(Data section begins)

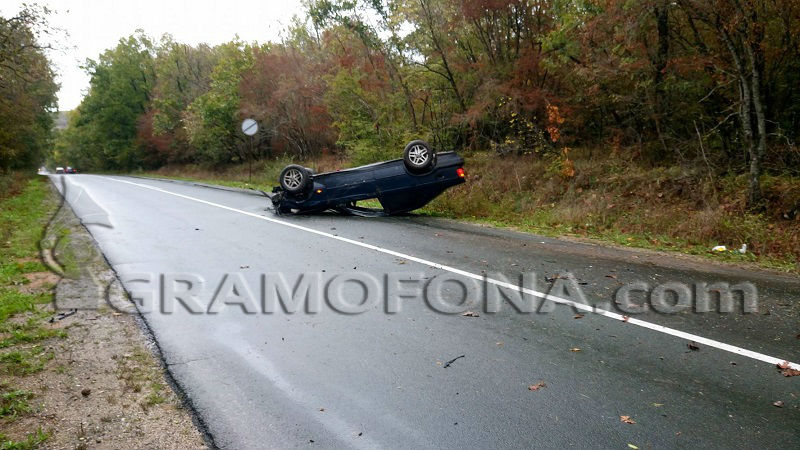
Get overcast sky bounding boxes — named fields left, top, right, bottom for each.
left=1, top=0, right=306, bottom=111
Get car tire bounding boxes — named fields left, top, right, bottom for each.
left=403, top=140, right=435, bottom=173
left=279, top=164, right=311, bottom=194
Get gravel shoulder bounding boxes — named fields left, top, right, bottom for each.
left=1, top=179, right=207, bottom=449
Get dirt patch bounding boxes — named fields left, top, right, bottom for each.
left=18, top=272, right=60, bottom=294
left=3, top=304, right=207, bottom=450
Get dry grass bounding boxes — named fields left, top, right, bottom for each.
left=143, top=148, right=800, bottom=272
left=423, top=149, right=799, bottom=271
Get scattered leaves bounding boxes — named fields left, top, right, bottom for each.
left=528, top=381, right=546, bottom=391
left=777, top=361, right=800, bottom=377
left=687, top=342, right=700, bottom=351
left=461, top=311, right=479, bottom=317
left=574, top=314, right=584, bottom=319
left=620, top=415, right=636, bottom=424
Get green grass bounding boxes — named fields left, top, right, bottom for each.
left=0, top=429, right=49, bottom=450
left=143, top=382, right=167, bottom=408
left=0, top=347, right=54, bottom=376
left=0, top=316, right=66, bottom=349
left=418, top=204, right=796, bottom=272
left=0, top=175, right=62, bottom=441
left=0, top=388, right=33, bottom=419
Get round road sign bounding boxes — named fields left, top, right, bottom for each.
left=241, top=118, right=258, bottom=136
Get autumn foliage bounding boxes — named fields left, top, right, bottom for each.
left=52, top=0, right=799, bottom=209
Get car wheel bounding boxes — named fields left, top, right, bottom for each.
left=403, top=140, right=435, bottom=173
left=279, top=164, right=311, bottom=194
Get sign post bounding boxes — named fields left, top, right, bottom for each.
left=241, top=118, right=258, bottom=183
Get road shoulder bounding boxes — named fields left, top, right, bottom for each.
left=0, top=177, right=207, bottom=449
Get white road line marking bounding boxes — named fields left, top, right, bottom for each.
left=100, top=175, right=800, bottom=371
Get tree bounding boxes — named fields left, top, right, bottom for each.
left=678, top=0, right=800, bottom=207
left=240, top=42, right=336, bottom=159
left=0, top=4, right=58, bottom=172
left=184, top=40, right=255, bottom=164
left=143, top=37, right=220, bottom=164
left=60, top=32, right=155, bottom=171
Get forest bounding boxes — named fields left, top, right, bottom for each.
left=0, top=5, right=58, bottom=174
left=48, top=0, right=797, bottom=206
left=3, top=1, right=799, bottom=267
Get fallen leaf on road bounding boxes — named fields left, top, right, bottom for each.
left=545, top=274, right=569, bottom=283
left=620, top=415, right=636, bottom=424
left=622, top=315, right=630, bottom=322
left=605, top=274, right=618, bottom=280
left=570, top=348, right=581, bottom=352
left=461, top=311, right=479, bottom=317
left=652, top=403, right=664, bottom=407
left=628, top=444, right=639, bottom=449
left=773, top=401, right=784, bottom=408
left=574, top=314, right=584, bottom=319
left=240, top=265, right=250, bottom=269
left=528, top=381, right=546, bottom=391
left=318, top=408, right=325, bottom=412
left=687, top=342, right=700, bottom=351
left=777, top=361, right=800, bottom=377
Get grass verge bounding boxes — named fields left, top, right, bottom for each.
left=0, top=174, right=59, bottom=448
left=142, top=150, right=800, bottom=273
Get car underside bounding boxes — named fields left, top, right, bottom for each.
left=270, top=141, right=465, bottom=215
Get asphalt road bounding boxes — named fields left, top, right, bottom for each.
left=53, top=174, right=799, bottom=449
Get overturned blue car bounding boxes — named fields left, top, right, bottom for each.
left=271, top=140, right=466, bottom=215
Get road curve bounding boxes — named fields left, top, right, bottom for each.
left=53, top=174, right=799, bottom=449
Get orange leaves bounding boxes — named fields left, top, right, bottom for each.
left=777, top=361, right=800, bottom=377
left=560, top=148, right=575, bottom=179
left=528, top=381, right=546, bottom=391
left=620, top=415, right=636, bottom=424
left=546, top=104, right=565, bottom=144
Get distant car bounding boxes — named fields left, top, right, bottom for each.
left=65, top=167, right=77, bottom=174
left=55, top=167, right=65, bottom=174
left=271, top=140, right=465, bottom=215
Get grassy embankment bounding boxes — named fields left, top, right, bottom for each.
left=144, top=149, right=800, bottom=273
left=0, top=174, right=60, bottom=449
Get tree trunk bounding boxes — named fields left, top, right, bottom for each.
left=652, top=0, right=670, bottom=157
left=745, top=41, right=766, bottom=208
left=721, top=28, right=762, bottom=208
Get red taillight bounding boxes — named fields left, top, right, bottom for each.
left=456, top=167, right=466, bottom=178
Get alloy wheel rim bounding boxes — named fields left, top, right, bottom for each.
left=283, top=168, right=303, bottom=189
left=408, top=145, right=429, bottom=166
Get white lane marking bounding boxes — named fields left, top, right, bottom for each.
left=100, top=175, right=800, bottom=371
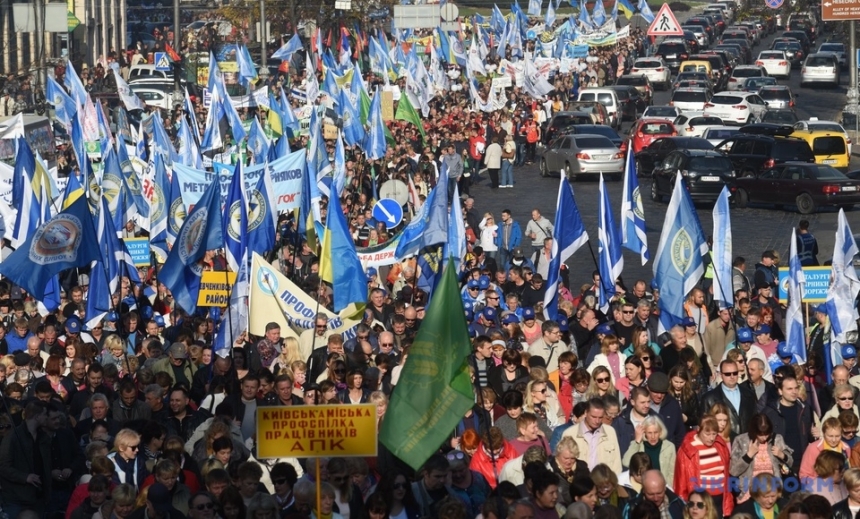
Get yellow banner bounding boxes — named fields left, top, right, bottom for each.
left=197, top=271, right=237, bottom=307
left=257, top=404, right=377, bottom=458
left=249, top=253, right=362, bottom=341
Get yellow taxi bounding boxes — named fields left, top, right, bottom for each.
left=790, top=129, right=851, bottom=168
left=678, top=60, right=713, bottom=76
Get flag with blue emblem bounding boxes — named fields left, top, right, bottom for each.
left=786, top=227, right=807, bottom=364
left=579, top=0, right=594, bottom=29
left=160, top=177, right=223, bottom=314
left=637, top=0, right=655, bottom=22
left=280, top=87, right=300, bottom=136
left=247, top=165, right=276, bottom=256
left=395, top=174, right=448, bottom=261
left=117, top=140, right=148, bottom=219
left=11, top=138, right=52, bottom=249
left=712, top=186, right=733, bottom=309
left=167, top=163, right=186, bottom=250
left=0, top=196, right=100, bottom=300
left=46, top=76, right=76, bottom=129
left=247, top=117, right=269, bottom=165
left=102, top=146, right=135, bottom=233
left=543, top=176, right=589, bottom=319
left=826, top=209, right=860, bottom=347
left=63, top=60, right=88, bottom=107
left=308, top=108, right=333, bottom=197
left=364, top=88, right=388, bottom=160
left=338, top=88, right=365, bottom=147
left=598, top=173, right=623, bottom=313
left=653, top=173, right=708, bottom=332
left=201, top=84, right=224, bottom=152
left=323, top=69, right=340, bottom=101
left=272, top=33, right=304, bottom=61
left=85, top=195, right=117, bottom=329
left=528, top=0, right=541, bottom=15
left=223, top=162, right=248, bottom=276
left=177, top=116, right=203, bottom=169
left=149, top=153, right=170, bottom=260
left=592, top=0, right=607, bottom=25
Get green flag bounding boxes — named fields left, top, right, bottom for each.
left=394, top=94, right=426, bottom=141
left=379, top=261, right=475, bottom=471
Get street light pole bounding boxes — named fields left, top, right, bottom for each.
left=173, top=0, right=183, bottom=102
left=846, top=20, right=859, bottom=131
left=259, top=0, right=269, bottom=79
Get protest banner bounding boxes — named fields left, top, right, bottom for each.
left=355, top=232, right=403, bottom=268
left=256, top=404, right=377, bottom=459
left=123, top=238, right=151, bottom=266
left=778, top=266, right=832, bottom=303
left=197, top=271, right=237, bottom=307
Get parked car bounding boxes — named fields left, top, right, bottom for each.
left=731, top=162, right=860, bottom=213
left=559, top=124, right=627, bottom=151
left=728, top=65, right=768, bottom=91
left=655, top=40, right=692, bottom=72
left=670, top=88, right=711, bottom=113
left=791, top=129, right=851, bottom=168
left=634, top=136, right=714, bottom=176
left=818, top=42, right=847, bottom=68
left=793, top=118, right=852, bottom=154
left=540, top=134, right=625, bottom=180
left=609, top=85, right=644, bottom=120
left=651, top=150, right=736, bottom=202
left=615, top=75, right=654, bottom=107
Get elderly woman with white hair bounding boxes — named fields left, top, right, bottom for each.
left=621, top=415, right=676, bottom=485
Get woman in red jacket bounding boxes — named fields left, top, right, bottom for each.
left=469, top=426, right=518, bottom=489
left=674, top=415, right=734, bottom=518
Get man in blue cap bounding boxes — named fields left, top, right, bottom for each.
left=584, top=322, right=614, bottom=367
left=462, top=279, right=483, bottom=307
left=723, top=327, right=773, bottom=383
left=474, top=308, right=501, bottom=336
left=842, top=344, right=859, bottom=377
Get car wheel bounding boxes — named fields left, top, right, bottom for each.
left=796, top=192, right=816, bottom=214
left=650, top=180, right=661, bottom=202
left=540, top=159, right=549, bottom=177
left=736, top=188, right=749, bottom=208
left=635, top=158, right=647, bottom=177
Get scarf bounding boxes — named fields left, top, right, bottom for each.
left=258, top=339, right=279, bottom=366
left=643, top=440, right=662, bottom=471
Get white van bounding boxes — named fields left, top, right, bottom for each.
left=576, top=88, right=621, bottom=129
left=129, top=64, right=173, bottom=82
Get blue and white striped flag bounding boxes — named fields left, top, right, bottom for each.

(Data section ends)

• **Work to complete**
Reproduce exactly the lines running from the one with "Get scarf bounding" to the last line of the listing above. Add nothing else.

• **Answer section**
Get scarf bounding boxes — named fields left, top, right, bottom for each.
left=258, top=339, right=279, bottom=366
left=643, top=440, right=662, bottom=471
Get white van bounding boxes — named fields left, top, right, bottom for each.
left=576, top=88, right=621, bottom=129
left=129, top=64, right=173, bottom=82
Get blue and white striped flag bounding boxes — named fields left, top, right, bottom for each.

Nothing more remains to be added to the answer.